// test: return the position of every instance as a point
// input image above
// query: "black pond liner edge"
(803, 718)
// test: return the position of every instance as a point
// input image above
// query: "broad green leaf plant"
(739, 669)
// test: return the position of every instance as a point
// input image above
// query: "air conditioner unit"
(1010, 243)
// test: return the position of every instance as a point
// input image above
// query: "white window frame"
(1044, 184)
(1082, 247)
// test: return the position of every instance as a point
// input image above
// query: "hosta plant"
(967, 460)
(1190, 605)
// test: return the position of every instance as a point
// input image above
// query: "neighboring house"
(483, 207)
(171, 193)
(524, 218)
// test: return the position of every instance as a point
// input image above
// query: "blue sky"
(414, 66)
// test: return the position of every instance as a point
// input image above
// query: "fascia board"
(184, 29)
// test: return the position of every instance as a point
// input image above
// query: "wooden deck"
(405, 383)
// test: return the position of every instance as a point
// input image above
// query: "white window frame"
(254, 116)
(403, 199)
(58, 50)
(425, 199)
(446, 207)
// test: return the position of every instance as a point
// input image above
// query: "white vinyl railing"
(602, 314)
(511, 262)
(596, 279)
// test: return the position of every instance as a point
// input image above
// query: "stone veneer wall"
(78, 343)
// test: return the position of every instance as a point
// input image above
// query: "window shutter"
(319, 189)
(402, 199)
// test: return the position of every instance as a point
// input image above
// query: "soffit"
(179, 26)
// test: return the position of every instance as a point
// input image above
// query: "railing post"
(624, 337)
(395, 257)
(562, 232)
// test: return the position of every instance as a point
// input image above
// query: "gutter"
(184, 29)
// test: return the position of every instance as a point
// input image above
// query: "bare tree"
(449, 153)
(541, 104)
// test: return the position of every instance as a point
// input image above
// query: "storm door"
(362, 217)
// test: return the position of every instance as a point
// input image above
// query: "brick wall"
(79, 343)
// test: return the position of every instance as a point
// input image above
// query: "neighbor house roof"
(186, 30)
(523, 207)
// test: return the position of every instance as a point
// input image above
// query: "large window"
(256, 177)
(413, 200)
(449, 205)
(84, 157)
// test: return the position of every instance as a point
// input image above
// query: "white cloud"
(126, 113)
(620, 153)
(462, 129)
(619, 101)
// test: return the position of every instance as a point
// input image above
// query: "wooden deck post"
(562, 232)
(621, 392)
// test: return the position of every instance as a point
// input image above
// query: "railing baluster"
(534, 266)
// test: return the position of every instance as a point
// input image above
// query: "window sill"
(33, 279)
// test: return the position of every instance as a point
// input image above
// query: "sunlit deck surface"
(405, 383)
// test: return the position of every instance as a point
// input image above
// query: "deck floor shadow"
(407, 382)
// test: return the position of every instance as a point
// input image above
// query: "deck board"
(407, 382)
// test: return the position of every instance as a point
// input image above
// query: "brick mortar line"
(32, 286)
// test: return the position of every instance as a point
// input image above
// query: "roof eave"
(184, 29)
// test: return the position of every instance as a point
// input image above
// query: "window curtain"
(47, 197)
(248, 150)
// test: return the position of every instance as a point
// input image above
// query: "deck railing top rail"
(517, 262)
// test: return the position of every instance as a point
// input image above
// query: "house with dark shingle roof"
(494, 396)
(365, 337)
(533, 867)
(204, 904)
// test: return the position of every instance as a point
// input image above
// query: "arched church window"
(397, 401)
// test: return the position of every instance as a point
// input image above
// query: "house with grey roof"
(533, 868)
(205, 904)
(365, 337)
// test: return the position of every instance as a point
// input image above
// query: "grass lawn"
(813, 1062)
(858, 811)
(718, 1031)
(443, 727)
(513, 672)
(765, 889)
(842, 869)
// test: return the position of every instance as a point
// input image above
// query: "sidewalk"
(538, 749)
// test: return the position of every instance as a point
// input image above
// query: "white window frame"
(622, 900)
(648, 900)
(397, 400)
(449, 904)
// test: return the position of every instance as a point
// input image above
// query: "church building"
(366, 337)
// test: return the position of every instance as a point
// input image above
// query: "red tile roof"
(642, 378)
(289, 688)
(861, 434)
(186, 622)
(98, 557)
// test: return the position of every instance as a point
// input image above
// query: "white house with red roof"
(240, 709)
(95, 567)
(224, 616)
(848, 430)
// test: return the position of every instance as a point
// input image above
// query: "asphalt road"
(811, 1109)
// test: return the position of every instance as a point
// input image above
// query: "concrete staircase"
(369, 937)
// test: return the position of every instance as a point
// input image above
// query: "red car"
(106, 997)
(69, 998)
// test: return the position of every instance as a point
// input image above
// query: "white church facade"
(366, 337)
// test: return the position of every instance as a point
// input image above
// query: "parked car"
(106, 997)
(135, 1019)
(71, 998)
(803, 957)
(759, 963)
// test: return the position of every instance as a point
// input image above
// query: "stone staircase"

------

## [Problem description]
Copy all of the material word for word.

## [Complete answer]
// test: return the position of every instance as a point
// input image above
// query: "black pond liner edge"
(803, 718)
// test: return the position of every instance as a point
// input image above
// query: "broad green leaf plant"
(739, 669)
// test: return the position of every instance as a point
// input image above
// query: "air conditioner unit"
(1010, 243)
// test: return the position of every instance as a point
// input image above
// query: "white window frame"
(1044, 184)
(1082, 247)
// test: return the position of every instance as a point
// input image above
// query: "hosta plant"
(967, 460)
(1190, 605)
// test: return the position of every instance as a point
// input image above
// query: "neighboring house"
(483, 207)
(171, 193)
(524, 218)
// test: return the position of every instance as a point
// input image above
// query: "blue sky"
(414, 66)
// test: return the position of every instance as a point
// input image above
// query: "fascia board"
(184, 29)
// test: return the position of every instance as a point
// input image above
// query: "wooden deck"
(405, 383)
// test: return the position of every instance as a point
// input image above
// query: "white window frame"
(254, 116)
(403, 199)
(58, 50)
(425, 199)
(446, 207)
// test: return the position of every instance as a point
// input image above
// query: "white vinyl railing"
(602, 314)
(511, 262)
(596, 279)
// test: return the position of every instance as a point
// input image above
// query: "stone veneer wall"
(78, 343)
// test: return the position of every instance as a point
// input image above
// query: "window shutter"
(319, 189)
(402, 199)
// test: return the position of every instance as a point
// input image above
// query: "soffit"
(179, 26)
// test: return the position of every instance as a point
// input image above
// query: "railing post"
(624, 337)
(395, 257)
(562, 232)
// test: return the position of every instance as a point
// input image above
// query: "gutter"
(184, 29)
// test: return the position of every instance as a point
// input image above
// query: "bare tree"
(449, 153)
(541, 104)
// test: return the position of every instance as a point
// input image above
// query: "storm door"
(362, 217)
// test: return the position of every instance as a point
// input image above
// query: "brick wall"
(79, 343)
// test: return the position of every instance as a point
// input image above
// query: "neighbor house roof"
(186, 30)
(523, 207)
// test: return the position of every instance as a point
// input image above
// query: "large window"
(256, 177)
(413, 200)
(449, 205)
(84, 157)
// test: return the position of every instance as a point
// input image above
// query: "white cloud"
(126, 113)
(620, 153)
(462, 129)
(619, 101)
// test: return the position of every instance as a point
// input image above
// query: "wooden deck post"
(562, 232)
(621, 392)
// test: return the position of every instance as a point
// input image above
// query: "railing baluster"
(534, 266)
// test: return the position of every instance as a point
// input image above
// query: "window sill"
(33, 279)
// test: return the position of every instance as a point
// input image above
// query: "sunlit deck surface"
(405, 383)
// test: return the position of every instance as a point
// input image above
// query: "deck floor shadow"
(407, 382)
// test: return the position of every instance as a point
// input image above
// query: "deck board"
(407, 382)
// test: return the position of every instance as a point
// input image above
// query: "brick mortar line"
(32, 286)
// test: return the position of every instance as a point
// input image above
// query: "roof eave"
(184, 29)
// test: return the position of every instance as a point
// input image above
// query: "window curtain"
(47, 197)
(248, 150)
// test: return the position of every instance as a point
// input image above
// query: "deck railing top rail"
(517, 262)
// test: return the position of every instance as a point
// input image above
// query: "house with dark shingle roof"
(494, 396)
(365, 337)
(533, 867)
(204, 904)
// test: return the position of every instance as a point
// input image above
// query: "arched church window"
(397, 401)
// test: return the position of every instance as a point
// input image above
// query: "house with grey roof"
(533, 868)
(205, 904)
(365, 337)
// test: return the position of every instance as a point
// input image above
// query: "grass lawn"
(813, 1062)
(858, 811)
(718, 1031)
(443, 727)
(513, 672)
(765, 889)
(842, 869)
// test: return the position of every instance as a point
// input image above
// query: "sidewalk"
(538, 749)
// test: return the position of every instance as a point
// input image above
// query: "white window frame"
(622, 900)
(648, 900)
(397, 400)
(449, 904)
// test: return the position of every instance as a point
// input image above
// query: "church building"
(366, 337)
// test: return the position of every instance as a point
// input image above
// query: "red tile roof"
(642, 378)
(289, 688)
(861, 434)
(186, 622)
(98, 557)
// test: return the position of every instance as a point
// input image above
// query: "white house with red roof"
(240, 709)
(95, 567)
(224, 616)
(848, 430)
// test: return the position of every instance as a point
// input image above
// query: "asphalt road"
(811, 1109)
// test: return the position of every instance as a point
// input image above
// query: "concrete staircase"
(369, 937)
// test: return the position of every instance as a point
// input image above
// query: "red car"
(106, 997)
(69, 998)
// test: return the position of every instance as a point
// input image above
// query: "white church facade"
(366, 337)
// test: return the position of every instance as a point
// input image above
// query: "parked car"
(106, 997)
(135, 1019)
(71, 998)
(803, 957)
(759, 963)
// test: return the position of every instance as a point
// input image above
// query: "stone staircase"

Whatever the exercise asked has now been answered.